(Entries from an annotation dataset)
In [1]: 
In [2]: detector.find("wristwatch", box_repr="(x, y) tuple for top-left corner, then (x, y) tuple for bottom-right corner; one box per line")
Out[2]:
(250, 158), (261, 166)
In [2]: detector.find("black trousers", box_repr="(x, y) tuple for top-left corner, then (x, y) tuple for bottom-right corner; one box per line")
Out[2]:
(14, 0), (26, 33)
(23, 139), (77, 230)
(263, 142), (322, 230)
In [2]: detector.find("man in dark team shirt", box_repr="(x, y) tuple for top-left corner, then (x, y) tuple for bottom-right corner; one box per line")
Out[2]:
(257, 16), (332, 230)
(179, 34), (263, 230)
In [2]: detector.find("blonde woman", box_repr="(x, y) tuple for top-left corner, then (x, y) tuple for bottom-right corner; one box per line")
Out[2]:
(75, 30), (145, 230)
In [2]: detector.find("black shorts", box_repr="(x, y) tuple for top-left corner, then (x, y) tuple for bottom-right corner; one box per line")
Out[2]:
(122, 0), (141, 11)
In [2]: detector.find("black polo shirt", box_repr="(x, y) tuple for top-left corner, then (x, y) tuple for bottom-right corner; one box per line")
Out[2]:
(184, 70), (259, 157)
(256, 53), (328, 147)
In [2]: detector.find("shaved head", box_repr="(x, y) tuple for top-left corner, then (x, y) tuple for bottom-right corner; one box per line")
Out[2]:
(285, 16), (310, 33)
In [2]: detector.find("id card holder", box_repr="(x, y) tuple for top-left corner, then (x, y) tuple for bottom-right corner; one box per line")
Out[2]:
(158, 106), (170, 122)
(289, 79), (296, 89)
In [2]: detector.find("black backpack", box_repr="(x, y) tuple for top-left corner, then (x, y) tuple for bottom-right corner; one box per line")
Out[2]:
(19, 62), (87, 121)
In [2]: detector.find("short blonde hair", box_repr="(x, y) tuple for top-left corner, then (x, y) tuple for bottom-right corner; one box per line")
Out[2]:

- [What the task asks] Rewrite the data from its first line through the line containing "(179, 34), (263, 230)", including both of those lines and every request line between them. Scale each box coordinate in the answers by 0.45 and round it to a whole number, rounding halves up, and give only these lines.

- [Answer to this task]
In [1]: 
In [2]: detector.find("wristwatch", box_repr="(x, y) tuple for top-left corner, then (x, y) tuple for bottom-right corner; one box per line")
Out[2]:
(113, 71), (117, 75)
In [2]: detector.find("black trousers", box_repr="(x, y) tuple for top-left corner, then (x, y) tuple for bottom-right corner; one box per line")
Out[2]:
(6, 0), (12, 15)
(10, 63), (35, 104)
(118, 64), (145, 104)
In [2]: detector.find("man in dark team shirt", box_repr="(x, y) tuple for top-left corner, then (x, y) tuple for bottom-right corner; one box per line")
Out[2]:
(116, 7), (149, 104)
(81, 15), (118, 104)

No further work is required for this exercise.